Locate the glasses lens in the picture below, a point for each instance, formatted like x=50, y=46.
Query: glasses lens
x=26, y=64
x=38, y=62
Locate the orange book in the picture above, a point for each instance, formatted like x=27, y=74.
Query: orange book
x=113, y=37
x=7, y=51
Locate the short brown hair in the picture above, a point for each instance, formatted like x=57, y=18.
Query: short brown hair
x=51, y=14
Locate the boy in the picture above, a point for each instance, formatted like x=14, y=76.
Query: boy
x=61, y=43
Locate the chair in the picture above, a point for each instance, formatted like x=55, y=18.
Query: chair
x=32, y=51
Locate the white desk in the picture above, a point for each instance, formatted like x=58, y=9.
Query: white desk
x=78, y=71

...

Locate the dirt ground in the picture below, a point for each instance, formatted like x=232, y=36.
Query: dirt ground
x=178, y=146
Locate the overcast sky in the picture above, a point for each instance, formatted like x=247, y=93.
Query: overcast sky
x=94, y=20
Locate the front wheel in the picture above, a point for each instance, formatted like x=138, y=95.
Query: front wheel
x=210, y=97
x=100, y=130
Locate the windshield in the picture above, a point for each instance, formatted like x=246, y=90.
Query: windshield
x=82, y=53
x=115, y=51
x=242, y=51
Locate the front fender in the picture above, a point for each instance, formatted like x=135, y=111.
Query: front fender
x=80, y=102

* What to do *
Copy out every line from the data above that has "below" in it.

* Written solution *
Locate the glasses lens in the picture below, a point for each instance, formatted like x=50, y=46.
Locate the dirt ground in the picture below, a point for each instance, formatted like x=232, y=36.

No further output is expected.